-- Start --

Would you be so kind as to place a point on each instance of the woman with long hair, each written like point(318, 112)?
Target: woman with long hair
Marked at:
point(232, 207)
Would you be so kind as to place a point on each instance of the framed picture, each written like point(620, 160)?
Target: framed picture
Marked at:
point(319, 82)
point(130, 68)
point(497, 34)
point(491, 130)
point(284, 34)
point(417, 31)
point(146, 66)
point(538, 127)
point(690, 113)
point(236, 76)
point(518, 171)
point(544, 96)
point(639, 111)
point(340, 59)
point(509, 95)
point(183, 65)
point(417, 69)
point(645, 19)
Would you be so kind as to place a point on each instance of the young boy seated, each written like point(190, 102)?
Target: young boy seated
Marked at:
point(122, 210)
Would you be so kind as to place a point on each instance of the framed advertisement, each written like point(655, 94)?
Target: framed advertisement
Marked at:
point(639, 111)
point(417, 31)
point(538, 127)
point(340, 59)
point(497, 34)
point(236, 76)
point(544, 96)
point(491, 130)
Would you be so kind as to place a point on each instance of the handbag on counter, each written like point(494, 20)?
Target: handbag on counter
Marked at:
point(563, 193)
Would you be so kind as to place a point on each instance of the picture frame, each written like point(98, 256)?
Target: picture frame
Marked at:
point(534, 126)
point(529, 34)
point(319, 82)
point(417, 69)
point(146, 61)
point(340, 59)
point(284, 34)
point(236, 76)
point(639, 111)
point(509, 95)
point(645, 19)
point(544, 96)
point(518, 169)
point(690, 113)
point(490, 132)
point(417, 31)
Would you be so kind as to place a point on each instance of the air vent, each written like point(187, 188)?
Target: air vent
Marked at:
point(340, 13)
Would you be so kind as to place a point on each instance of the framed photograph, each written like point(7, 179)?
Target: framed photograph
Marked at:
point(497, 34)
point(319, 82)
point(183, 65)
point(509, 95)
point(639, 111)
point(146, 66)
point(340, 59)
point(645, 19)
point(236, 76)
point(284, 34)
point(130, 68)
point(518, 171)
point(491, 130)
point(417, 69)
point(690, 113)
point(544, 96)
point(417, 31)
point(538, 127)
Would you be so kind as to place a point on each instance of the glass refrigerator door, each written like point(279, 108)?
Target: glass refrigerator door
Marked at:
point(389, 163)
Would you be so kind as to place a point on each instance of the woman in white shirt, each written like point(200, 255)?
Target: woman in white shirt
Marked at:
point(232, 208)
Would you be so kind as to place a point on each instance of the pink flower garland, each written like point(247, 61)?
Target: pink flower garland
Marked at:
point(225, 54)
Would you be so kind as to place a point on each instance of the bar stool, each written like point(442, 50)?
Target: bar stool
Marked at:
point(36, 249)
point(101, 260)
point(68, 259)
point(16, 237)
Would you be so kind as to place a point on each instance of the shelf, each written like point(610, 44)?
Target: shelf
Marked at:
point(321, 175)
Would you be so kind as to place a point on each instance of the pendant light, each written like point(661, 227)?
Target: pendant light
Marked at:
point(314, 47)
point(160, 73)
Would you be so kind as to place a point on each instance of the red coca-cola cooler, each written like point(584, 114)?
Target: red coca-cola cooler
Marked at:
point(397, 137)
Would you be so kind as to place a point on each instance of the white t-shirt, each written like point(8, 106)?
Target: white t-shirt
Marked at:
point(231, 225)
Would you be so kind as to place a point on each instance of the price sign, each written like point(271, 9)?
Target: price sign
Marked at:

-- End --

> EXERCISE INSTRUCTIONS: Retype the material above, line by line, exactly.

> TASK SOLUTION:
Would you be so kind as to place a point on each instance of the woman with long hair, each written like point(318, 112)?
Target: woman with long hair
Marked at:
point(232, 207)
Would you be so kind as to place a point on each instance of the framed picture, each written like point(620, 160)?
Target: framed picture
Marked at:
point(319, 82)
point(130, 68)
point(497, 34)
point(491, 130)
point(284, 34)
point(417, 31)
point(146, 66)
point(538, 127)
point(690, 113)
point(236, 76)
point(518, 171)
point(544, 96)
point(639, 111)
point(340, 59)
point(509, 95)
point(183, 65)
point(417, 69)
point(645, 19)
Would you be so kind as to place a point on each instance of the young boy seated, each written like point(190, 102)?
Target: young boy seated
Marked at:
point(122, 210)
Would you be so kind as to place a point on each instance of the framed advertisement, each written like point(655, 94)?
Target: framed advertisement
Marked at:
point(639, 111)
point(417, 31)
point(538, 127)
point(340, 59)
point(497, 34)
point(236, 76)
point(544, 96)
point(491, 130)
Would you be so kind as to place a point on each instance of the handbag on counter, each written like point(494, 20)?
Target: handbag on counter
Marked at:
point(563, 193)
Would you be so kind as to place a point on each instance of the picture frame, each written like point(98, 256)?
Target: picture frame
Marked at:
point(534, 126)
point(529, 34)
point(319, 82)
point(417, 69)
point(146, 61)
point(340, 59)
point(284, 34)
point(236, 76)
point(639, 111)
point(509, 95)
point(645, 19)
point(544, 96)
point(518, 169)
point(690, 113)
point(490, 132)
point(417, 31)
Would you be so kind as to place a point on each instance of the air vent, each written like point(187, 188)?
Target: air vent
Marked at:
point(340, 13)
Would you be so kind as to place a point on each instance of the framed photograph, each written like point(7, 179)?
Target: framed photograph
Marked at:
point(497, 34)
point(319, 82)
point(183, 65)
point(509, 95)
point(639, 111)
point(146, 66)
point(340, 59)
point(645, 19)
point(236, 76)
point(284, 34)
point(130, 68)
point(518, 171)
point(491, 130)
point(417, 69)
point(690, 113)
point(544, 96)
point(417, 31)
point(538, 127)
Would you be so kind as to place a point on each instance of the glass refrigerator door, each written like point(279, 108)?
Target: glass refrigerator door
Marked at:
point(389, 163)
Would you be so kind as to place a point on each instance of the woman in white shirt, each written like point(200, 255)?
Target: woman in white shirt
Marked at:
point(232, 208)
Would you be so kind as to place a point on each instance of the pink flower garland, each written like point(247, 61)?
Target: pink flower garland
Marked at:
point(225, 54)
Would you be so kind as to place a point on each instance of the bar stool, each written like point(442, 50)?
Target: bar stool
Marked at:
point(36, 249)
point(101, 260)
point(68, 259)
point(16, 237)
Would you be so kind as to place a point on each instance of the shelf, each written like point(610, 44)?
Target: shelf
Marked at:
point(321, 175)
Would you be so kind as to place a point on each instance of the pendant light, each written like point(661, 227)?
Target: pendant light
Marked at:
point(314, 47)
point(160, 73)
Would you be so kind as to place a point on each instance of the red coca-cola cooler, each written like point(584, 114)?
Target: red coca-cola cooler
Marked at:
point(397, 137)
Would you be so kind as to place a point on each instance of the white t-shirt, each written like point(8, 106)?
Target: white t-shirt
Marked at:
point(231, 225)
Would you be so kind as to place a point on each instance of the price sign, each written like point(271, 9)?
Target: price sign
Marked at:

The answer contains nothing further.